Render the lines from the one containing "in deep water" through the end of the records as a JSON list of strings, with one string per line and blank lines left out. Omit the pictures.

* start Data lines *

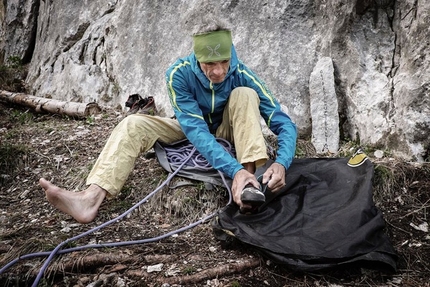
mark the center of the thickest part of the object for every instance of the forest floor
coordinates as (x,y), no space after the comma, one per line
(63,150)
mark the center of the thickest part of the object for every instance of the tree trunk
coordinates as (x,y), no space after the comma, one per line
(73,109)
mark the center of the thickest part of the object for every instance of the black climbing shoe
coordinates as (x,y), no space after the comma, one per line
(252,196)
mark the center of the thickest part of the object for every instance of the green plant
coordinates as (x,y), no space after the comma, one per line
(22,117)
(90,120)
(189,270)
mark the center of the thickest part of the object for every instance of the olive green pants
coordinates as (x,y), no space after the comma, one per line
(138,133)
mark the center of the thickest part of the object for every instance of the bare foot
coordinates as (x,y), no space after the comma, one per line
(82,206)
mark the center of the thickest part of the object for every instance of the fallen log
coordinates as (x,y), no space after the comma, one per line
(215,272)
(73,109)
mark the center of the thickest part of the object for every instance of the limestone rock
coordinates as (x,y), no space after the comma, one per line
(104,51)
(324,107)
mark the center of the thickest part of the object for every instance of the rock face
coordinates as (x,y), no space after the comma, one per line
(324,107)
(106,50)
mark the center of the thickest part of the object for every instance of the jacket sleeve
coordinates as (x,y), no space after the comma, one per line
(196,130)
(277,120)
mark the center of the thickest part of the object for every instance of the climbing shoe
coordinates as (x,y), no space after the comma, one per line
(252,196)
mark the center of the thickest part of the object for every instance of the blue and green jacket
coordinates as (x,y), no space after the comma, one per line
(199,104)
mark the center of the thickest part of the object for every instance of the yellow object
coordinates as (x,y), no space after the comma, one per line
(357,159)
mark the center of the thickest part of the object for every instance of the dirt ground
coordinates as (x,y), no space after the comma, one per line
(63,150)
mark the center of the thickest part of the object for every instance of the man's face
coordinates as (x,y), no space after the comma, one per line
(215,71)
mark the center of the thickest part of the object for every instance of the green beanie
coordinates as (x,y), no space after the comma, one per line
(213,46)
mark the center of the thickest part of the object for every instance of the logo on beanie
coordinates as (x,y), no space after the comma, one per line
(213,51)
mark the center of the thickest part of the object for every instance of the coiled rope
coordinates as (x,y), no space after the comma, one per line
(178,158)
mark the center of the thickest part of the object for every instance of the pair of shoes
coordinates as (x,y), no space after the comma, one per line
(140,105)
(252,196)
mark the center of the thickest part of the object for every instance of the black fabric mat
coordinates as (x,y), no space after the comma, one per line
(324,217)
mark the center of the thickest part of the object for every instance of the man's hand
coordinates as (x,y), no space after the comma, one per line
(274,177)
(240,180)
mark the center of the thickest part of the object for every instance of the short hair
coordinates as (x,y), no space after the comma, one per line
(204,18)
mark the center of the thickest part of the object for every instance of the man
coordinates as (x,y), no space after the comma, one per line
(213,94)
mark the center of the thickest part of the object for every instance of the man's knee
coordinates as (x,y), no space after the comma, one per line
(241,95)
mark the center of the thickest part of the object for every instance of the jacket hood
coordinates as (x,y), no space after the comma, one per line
(202,77)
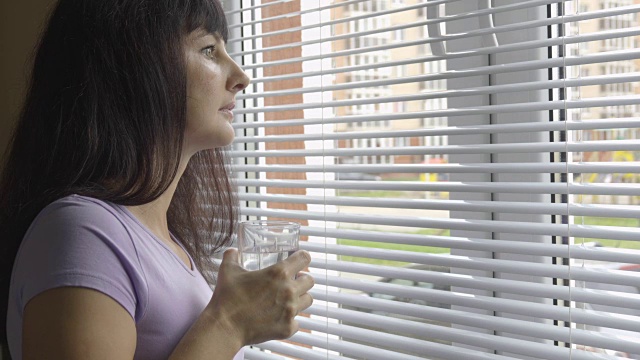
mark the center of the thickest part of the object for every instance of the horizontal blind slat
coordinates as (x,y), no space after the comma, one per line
(584,146)
(514,227)
(445,94)
(628,211)
(451,186)
(478,110)
(491,265)
(492,284)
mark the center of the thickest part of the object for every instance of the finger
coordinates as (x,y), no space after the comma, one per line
(306,300)
(296,262)
(304,282)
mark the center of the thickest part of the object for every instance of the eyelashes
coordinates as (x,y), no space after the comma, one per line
(209,51)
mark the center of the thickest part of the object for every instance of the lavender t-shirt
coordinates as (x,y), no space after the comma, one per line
(85,242)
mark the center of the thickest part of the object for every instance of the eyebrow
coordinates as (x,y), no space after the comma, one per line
(201,33)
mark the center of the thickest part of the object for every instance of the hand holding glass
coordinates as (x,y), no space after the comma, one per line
(262,243)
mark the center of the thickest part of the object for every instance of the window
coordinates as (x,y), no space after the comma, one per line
(482,203)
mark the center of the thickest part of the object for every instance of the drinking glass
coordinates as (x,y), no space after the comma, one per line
(262,243)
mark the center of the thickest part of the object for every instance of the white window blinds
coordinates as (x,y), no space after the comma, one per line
(466,172)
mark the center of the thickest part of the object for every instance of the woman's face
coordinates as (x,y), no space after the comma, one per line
(213,80)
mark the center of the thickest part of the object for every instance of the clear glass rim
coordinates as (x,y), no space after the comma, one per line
(270,224)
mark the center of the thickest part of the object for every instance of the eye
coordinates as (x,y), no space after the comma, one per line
(209,51)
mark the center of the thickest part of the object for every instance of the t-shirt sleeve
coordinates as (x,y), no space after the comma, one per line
(80,243)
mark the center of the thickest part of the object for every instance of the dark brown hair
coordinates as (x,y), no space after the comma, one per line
(105,116)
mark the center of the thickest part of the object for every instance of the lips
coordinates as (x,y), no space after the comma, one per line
(228,109)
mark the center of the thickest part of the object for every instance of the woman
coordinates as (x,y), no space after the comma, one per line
(115,194)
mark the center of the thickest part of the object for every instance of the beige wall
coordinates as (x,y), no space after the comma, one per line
(20,24)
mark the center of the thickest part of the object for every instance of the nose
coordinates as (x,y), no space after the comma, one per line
(237,80)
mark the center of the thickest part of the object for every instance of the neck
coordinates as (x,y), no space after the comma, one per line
(154,214)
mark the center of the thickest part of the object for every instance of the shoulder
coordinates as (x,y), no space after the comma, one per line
(75,210)
(79,241)
(78,226)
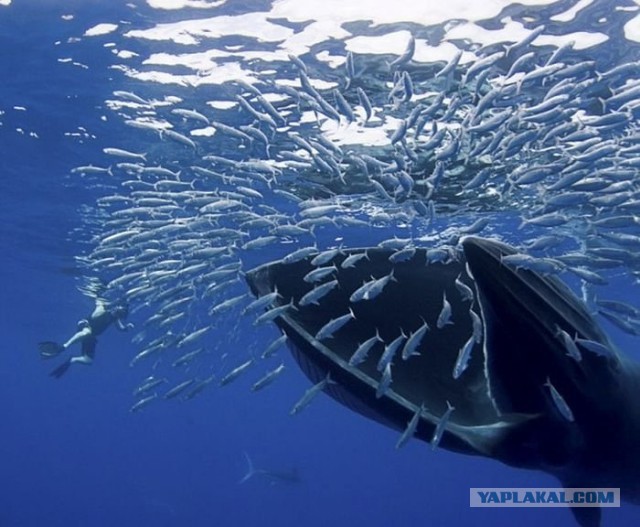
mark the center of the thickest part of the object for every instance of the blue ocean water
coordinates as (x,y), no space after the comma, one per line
(72,452)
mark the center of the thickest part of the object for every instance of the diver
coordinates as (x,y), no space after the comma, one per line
(88,330)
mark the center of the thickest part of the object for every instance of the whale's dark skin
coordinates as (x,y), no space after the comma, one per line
(503,409)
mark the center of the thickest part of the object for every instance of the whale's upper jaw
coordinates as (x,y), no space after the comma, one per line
(523,312)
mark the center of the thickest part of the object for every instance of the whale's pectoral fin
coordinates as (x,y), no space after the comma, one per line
(533,363)
(49,349)
(61,370)
(587,516)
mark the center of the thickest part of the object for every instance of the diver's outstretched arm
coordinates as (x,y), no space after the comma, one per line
(122,326)
(80,335)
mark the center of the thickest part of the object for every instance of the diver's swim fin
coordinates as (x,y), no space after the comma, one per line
(49,349)
(61,370)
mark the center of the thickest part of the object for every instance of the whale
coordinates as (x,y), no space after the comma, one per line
(505,361)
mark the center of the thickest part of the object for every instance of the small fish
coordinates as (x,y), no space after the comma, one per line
(319,274)
(310,394)
(119,152)
(463,357)
(407,55)
(192,337)
(199,387)
(478,327)
(148,384)
(139,405)
(187,357)
(390,351)
(360,355)
(273,347)
(411,346)
(267,379)
(559,402)
(444,318)
(594,347)
(441,427)
(466,293)
(273,313)
(327,331)
(178,389)
(569,344)
(262,302)
(317,293)
(410,431)
(236,372)
(385,382)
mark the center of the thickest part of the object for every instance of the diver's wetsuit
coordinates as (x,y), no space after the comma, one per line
(88,330)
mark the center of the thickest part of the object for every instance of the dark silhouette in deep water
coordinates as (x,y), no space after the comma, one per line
(528,396)
(272,476)
(89,329)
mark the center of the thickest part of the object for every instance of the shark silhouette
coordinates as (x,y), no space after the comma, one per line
(528,397)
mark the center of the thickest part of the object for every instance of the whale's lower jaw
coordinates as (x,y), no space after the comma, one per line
(519,397)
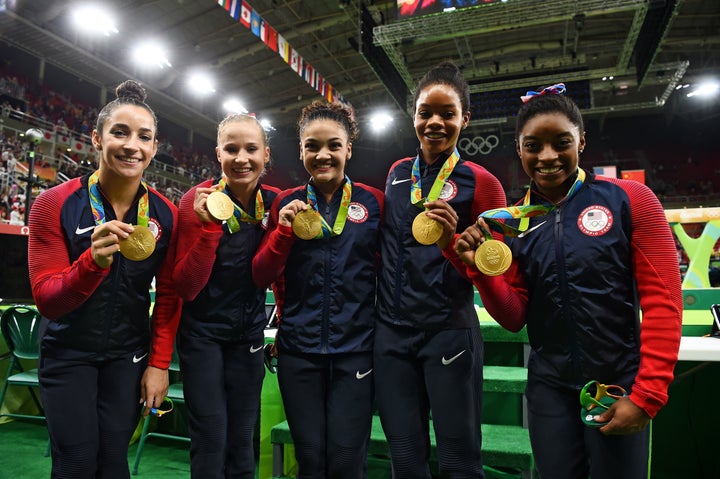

* end Data lines *

» **Solution for this exercise**
[
  "mark the center of the thickest part of the object for every instance of the dark silhouette in deep water",
  "coordinates as (x,y), no space after the comma, one per line",
  "(528,396)",
  "(272,476)",
  "(89,329)",
  "mark the center of the thickest part of the object for every instance of the shark silhouette",
  "coordinates as (x,y), no space after the comma, one per line",
  "(528,397)",
  "mark the center of the thickest part of the object for every instance of the whale's lower jaw",
  "coordinates as (x,y), no space after the comma, one per line",
  "(519,397)"
]